- **DIRECTIVE**
Rewrite the material below from the line with "Exercise. Tag the flower stem" up to and including the line with "x=392, y=288". Multiply each x and y coordinate that follows a "Target:" line by 1.95 and round it to a whole number, with halves rounding up, and copy every other line and number unchanged.

- **SUPPLIED DATA**

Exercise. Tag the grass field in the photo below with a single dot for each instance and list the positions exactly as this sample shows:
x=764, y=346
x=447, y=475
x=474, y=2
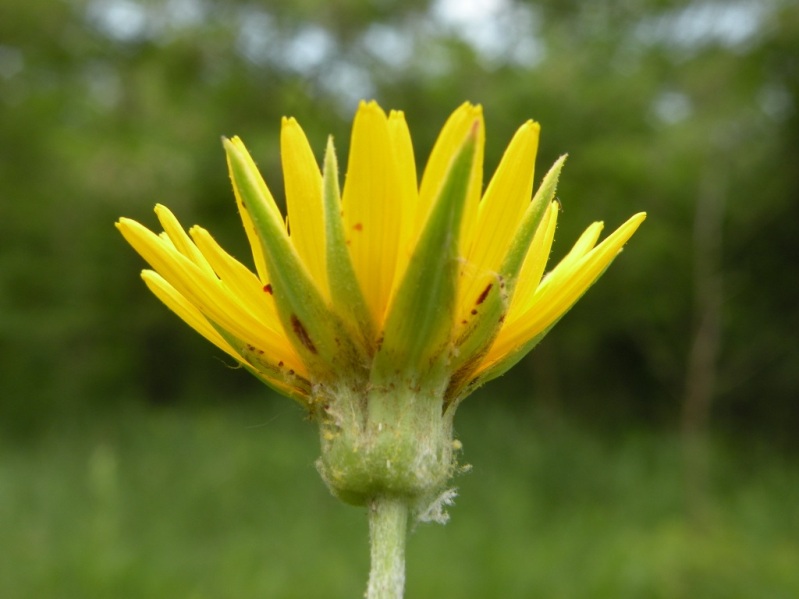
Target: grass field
x=225, y=502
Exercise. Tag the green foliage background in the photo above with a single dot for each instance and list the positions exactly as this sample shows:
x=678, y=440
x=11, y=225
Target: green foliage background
x=689, y=111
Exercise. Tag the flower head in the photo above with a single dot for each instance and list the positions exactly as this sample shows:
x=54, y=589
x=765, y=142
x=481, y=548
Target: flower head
x=387, y=295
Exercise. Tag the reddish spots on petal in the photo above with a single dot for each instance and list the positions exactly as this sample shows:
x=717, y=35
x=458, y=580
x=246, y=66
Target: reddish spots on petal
x=302, y=334
x=484, y=294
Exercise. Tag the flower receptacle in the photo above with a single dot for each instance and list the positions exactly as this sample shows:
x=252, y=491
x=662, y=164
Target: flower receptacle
x=393, y=440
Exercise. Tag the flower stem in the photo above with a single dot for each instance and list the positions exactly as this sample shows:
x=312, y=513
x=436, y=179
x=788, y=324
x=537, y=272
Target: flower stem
x=388, y=523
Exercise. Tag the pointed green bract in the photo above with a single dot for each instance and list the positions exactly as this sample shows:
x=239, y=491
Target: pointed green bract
x=492, y=304
x=419, y=322
x=512, y=263
x=313, y=329
x=344, y=289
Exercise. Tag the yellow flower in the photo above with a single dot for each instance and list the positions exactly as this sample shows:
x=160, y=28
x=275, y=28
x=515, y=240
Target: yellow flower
x=392, y=288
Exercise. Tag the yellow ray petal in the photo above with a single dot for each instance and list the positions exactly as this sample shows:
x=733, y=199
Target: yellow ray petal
x=555, y=299
x=187, y=311
x=180, y=240
x=408, y=187
x=534, y=263
x=506, y=198
x=499, y=213
x=303, y=183
x=444, y=151
x=239, y=279
x=209, y=294
x=372, y=208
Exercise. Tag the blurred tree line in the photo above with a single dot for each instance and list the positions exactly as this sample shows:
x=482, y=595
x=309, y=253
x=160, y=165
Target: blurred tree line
x=685, y=110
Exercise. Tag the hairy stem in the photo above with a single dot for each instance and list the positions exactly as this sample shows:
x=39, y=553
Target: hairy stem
x=388, y=524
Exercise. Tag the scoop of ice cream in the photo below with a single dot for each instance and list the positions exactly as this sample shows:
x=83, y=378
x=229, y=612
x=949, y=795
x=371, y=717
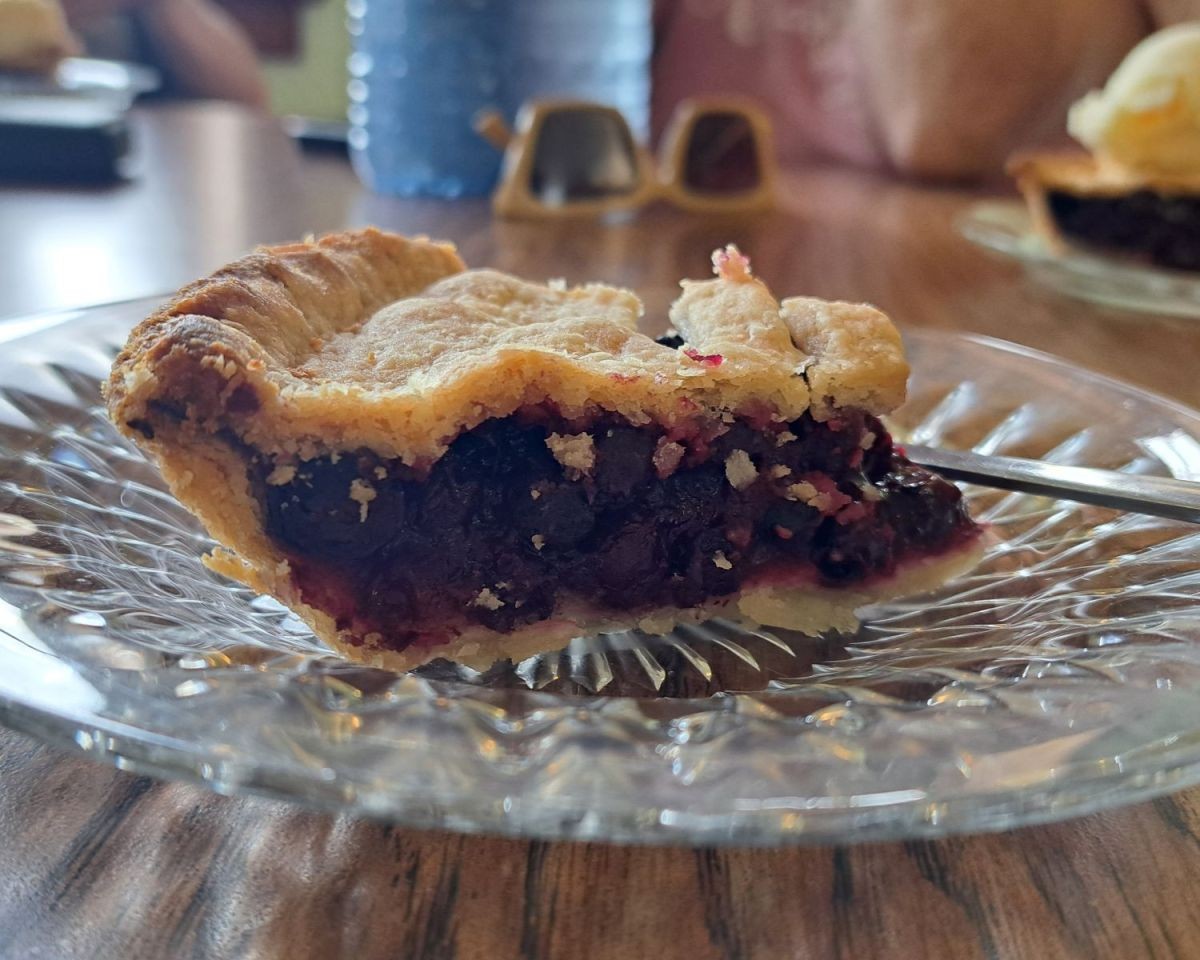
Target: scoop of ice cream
x=33, y=35
x=1147, y=115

- **FULL RESPONSE**
Exercise. Tag the flower stem in the photo above with a single dot for each instance and list the positions exactly as this sample shows:
x=312, y=513
x=436, y=179
x=788, y=324
x=537, y=272
Target: flower stem
x=757, y=1020
Exercise. Tag the pointed green bract in the photo above with a single dot for each instance and list the positions exactly as this sample shows:
x=239, y=491
Target: pointed green bract
x=959, y=593
x=817, y=628
x=998, y=513
x=610, y=642
x=671, y=564
Exercise. Tag the yellow flower in the photo above with a single dot for each instance and list the positions exactly as this sample shows:
x=160, y=28
x=275, y=28
x=515, y=240
Target: yellow flower
x=764, y=562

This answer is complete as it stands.